▶ **EXERCISE DETAILS**
Would you copy the material below word for word, beginning with its first line and ending with the line that contains "--target flower cluster"?

▶ **THE DATA**
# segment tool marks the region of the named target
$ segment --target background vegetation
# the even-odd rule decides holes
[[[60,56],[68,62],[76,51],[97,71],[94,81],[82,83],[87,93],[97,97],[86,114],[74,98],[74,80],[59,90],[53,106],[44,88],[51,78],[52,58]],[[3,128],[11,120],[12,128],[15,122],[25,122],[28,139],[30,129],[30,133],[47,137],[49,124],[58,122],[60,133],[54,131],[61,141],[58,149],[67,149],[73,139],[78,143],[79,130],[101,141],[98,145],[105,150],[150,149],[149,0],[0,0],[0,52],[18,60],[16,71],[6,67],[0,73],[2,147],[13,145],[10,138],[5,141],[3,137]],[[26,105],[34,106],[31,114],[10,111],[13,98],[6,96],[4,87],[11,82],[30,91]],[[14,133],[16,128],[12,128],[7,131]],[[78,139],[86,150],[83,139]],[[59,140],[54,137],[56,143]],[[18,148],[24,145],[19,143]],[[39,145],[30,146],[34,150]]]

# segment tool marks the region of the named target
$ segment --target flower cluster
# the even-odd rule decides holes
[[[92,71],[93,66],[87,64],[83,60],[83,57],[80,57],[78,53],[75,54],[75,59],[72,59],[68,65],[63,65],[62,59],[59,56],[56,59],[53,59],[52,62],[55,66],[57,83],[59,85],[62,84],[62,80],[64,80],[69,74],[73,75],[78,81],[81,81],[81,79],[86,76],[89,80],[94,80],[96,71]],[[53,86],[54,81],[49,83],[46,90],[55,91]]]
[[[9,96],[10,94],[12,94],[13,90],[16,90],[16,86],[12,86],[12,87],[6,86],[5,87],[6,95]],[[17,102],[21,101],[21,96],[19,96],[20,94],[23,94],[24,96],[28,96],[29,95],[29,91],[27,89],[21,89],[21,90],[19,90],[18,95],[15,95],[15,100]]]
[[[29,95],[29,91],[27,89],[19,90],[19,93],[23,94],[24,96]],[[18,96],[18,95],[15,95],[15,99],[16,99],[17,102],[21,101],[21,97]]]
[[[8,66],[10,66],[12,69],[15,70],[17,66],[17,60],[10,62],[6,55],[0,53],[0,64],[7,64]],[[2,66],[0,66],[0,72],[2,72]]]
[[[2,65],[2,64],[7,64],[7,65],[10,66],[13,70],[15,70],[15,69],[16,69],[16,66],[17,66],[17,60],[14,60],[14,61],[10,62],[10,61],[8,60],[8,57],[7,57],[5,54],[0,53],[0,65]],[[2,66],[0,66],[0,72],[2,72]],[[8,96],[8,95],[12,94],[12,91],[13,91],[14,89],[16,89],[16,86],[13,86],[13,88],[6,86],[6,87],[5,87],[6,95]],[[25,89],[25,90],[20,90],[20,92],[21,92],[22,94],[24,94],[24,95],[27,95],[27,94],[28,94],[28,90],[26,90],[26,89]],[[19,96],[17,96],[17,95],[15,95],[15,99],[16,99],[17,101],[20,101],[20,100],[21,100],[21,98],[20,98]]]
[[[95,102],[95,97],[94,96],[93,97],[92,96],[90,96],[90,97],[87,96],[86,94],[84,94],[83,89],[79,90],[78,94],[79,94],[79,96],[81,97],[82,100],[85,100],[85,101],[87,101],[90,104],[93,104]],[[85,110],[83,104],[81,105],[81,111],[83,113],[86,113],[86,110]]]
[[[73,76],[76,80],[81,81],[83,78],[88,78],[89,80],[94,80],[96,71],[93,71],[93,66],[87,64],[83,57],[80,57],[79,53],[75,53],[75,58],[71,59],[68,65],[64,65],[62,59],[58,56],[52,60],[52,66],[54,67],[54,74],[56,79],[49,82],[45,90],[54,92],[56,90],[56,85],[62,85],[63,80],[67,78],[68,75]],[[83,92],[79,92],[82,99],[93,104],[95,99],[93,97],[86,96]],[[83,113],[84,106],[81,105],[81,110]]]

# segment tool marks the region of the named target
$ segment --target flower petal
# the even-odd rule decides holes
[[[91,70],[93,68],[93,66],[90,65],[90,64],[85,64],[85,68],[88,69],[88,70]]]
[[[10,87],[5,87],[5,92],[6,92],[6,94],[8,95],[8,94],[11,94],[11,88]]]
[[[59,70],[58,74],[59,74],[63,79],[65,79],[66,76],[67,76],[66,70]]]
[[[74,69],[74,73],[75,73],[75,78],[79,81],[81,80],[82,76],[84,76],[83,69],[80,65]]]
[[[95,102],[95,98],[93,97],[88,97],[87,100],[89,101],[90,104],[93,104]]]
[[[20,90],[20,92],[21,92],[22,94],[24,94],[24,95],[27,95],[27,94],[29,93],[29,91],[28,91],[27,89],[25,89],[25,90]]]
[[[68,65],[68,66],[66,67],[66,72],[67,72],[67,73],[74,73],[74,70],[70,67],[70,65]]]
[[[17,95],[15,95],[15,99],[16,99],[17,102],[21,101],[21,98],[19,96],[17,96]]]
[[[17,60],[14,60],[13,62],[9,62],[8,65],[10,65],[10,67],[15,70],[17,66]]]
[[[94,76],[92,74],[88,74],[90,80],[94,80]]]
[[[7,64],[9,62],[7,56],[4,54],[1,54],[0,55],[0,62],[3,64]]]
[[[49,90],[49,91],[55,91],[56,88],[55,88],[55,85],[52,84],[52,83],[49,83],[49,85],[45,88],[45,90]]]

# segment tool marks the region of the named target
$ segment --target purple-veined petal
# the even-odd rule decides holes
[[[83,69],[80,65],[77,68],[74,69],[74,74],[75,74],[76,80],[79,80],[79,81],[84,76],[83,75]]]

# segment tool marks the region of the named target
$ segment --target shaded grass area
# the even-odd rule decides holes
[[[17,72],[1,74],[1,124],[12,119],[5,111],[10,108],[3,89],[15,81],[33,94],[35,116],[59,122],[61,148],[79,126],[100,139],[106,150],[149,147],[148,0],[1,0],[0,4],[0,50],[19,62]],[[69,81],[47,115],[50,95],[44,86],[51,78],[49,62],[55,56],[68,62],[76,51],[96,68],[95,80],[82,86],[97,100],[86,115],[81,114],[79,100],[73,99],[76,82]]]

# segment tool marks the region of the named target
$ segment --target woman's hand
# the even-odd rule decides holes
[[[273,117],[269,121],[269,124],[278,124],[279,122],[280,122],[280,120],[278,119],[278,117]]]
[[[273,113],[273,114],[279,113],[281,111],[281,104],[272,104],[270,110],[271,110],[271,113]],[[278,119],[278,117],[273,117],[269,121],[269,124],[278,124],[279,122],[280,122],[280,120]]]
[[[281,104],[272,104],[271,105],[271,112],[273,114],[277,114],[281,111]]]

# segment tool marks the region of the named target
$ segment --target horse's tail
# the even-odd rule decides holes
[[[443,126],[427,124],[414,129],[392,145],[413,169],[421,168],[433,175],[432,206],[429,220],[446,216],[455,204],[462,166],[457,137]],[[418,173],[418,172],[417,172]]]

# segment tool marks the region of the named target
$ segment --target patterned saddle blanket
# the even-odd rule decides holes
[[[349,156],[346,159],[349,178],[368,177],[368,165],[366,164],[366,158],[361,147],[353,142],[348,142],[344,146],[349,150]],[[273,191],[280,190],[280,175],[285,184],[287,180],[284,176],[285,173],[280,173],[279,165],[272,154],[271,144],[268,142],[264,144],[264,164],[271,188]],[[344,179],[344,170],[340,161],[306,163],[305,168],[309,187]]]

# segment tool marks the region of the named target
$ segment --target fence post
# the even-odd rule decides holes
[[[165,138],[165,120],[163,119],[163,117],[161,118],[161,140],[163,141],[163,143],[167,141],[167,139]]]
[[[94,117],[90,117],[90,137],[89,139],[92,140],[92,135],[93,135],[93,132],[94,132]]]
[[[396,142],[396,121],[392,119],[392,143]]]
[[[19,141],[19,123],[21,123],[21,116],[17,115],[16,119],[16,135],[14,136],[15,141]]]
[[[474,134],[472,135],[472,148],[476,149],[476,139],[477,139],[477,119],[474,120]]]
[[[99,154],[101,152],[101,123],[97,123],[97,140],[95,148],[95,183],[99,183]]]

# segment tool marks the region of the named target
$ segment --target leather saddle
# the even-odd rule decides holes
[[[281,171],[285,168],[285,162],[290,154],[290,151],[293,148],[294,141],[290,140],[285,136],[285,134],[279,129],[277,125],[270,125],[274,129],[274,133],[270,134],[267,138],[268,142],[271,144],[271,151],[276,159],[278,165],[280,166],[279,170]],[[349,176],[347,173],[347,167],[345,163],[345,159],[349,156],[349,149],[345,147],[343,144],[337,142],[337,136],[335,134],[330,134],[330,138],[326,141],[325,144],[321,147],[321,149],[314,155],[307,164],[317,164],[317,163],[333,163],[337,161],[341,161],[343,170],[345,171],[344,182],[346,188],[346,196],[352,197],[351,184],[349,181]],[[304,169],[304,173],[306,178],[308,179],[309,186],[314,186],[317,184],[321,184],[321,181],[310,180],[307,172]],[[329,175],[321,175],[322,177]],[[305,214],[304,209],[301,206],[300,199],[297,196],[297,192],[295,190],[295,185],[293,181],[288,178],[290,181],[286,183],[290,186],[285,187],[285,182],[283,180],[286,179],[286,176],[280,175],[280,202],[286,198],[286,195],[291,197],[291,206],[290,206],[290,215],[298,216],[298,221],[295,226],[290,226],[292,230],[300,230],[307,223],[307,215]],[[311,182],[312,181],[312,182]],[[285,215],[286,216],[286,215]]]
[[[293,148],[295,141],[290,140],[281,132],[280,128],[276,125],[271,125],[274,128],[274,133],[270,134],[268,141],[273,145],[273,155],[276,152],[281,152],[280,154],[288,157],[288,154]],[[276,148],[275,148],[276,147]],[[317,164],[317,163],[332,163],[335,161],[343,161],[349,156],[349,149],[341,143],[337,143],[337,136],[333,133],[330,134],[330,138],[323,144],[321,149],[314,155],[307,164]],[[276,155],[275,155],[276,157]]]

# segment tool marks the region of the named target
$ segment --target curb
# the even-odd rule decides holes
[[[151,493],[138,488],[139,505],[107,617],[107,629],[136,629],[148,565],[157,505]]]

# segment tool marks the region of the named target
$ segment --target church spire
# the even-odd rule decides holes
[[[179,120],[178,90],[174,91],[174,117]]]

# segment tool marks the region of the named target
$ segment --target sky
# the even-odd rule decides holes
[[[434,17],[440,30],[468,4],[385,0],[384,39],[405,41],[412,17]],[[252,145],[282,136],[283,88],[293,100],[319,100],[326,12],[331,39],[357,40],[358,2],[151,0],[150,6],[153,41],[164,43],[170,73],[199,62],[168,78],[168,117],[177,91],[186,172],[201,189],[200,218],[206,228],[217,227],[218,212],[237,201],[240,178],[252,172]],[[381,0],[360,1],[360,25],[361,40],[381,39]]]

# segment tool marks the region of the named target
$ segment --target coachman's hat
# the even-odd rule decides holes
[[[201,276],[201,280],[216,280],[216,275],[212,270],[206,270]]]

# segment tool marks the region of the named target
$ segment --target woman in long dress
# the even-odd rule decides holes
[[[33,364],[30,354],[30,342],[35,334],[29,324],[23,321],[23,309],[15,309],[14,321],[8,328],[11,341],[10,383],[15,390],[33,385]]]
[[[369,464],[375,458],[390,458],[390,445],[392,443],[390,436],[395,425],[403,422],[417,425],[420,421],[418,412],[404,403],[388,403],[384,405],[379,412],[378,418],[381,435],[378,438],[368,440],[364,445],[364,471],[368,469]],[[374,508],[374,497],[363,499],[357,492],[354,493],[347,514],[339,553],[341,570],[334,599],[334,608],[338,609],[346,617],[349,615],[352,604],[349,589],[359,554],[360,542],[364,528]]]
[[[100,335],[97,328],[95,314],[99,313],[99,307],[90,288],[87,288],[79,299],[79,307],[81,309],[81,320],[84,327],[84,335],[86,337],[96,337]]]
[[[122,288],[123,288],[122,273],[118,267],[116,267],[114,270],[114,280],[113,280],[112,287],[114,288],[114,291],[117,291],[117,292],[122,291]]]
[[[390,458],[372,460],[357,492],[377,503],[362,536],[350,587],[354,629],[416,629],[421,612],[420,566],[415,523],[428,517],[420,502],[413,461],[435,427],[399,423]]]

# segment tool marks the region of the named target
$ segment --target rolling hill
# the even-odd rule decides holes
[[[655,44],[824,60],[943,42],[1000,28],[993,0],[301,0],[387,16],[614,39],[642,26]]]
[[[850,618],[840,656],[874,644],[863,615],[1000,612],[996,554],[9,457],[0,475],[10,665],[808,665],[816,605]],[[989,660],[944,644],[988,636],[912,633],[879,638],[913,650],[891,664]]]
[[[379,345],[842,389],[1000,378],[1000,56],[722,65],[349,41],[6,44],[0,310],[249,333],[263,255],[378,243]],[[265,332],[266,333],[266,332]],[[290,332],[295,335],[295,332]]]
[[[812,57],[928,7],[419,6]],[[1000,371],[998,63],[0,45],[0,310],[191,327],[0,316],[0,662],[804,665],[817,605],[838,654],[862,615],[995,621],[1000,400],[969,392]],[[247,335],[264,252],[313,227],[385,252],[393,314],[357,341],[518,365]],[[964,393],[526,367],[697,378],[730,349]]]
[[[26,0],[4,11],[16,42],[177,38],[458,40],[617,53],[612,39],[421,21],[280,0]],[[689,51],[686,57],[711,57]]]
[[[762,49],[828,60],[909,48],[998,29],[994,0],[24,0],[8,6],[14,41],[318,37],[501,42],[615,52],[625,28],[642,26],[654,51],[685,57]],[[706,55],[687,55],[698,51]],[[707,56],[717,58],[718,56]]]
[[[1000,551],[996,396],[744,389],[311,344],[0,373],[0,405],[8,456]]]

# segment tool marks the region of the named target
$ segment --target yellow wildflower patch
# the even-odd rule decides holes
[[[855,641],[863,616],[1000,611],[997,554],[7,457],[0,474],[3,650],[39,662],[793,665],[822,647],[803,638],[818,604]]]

▶ **WRITTEN ANSWER**
# segment tool marks the region of the named target
$ segment --target background vegetation
# the even-odd rule decides holes
[[[60,56],[68,62],[76,51],[97,71],[94,81],[82,83],[87,93],[97,97],[86,114],[74,98],[74,80],[59,90],[53,106],[44,88],[51,78],[52,58]],[[3,128],[11,120],[12,128],[15,122],[25,122],[28,139],[30,129],[30,133],[47,137],[49,124],[58,122],[60,133],[54,131],[61,141],[58,149],[67,149],[73,139],[78,143],[79,130],[101,141],[98,145],[105,150],[150,149],[149,0],[0,0],[0,52],[18,60],[16,71],[6,67],[0,73],[2,147],[13,145],[10,138],[5,141],[3,137]],[[26,105],[34,106],[31,114],[10,111],[13,98],[6,96],[4,87],[11,82],[30,91]],[[14,133],[16,128],[12,128],[7,131]],[[78,139],[86,150],[83,139]],[[59,140],[54,137],[56,143]],[[18,148],[24,145],[19,143]],[[39,145],[30,146],[34,150]]]

# segment tool marks the region of the named target
$ segment --target flower cluster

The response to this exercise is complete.